▶ Text:
....................

CORRESP 1 filename1.htm

ESH ACQUISITION CORP.
228 Park Avenue S, Suite 89898

New York, NY 10003

June 12, 2023

VIA EDGAR

Catherine De Lorenzo

Division of Corporation Finance

U.S. Securities and Exchange Commission

100 F Street, NE, Washington, D.C. 20549

 

Re:ESH Acquisition Corp.
  Registration Statement on Form S-1
  Filed June 9, 2023, as amended
  File No. 333-265226

 

Dear Ms. De Lorenzo:

Pursuant to Rule 461 promulgated under the Securities Act of 1933, as amended, ESH Acquisition Corp. (the “Company”) hereby respectfully requests that the effectiveness of the above-captioned Registration Statement on Form S-1 (as amended to date, the “Registration Statement”) be accelerated to June 13, 2023 at 4:00 p.m., Eastern Standard Time, or as soon as practicable thereafter. Under separate cover, you will receive today a letter from the managing underwriter of the proposed offering joining in the Company’s request for acceleration of the effectiveness of the Registration Statement.

....................

▶ Available data:

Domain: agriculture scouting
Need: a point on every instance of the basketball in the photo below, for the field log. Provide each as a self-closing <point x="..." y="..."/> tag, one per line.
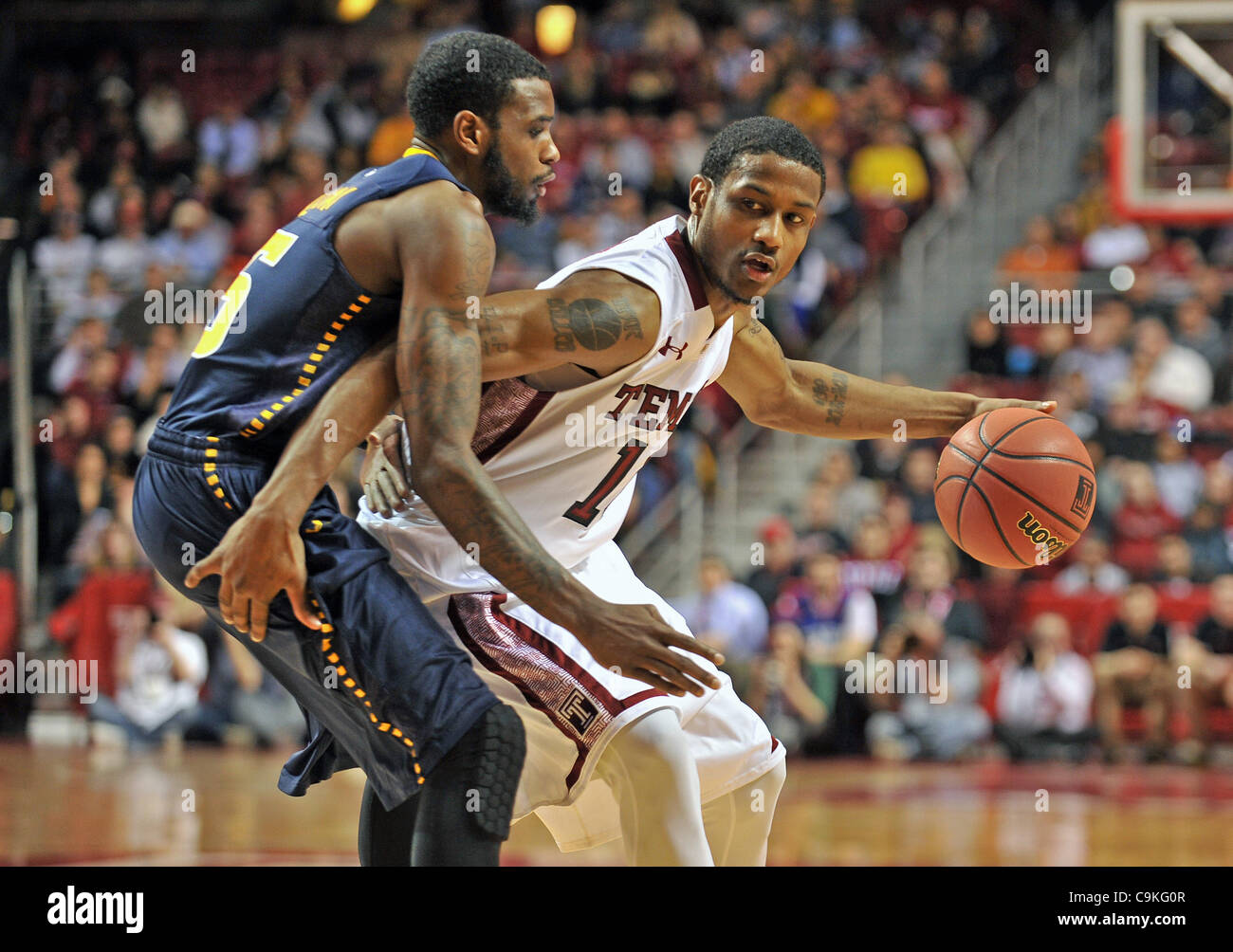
<point x="1015" y="488"/>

....................

▶ Written tasks:
- a) In the ESH Acquisition Corp. letter, what date and time does the company ask to have as the effective date of the registration statement?
- b) Do these statements agree with the ESH Acquisition Corp. letter? Answer yes or no for each, quoting the deciding words. (i) The letter was sent via EDGAR. (ii) The request is made under Rule 461 of the Securities Exchange Act of 1934. (iii) The managing underwriter's letter will arrive at a later date.
- c) Carry the ESH Acquisition Corp. letter on from its last sentence.
The material has no part in any of this.

▶ Responses per task:
- a) June 13, 2023 at 4:00 p.m., Eastern Standard Time, or as soon as practicable thereafter.

- b)
(i) Yes: "VIA EDGAR"
(ii) No: "Pursuant to Rule 461 promulgated under the Securities Act of 1933, as amended"
(iii) No: "Under separate cover, you will receive today a letter from the managing underwriter of the proposed offering"

- c)
 

Please confirm that the Registration Statement has been declared effective by telephoning Sean Ewen, Esq. of Willkie Farr & Gallagher LLP at (212) 728-8867. Comments with respect to this request or the Registration Statement may be directed to Mr. Ewen by telephone or facsimile at (212) 728-9867.

 

The cooperation of the staff in meeting the timetable described above is very much appreciated.

  Sincerely,
   
  ESH ACQUISITION CORP.
   
   
  By:  /s/James Francis
 

Name:

Title:

cc:

James Francis
Chief Executive Officer

Sean Ewen, Esq.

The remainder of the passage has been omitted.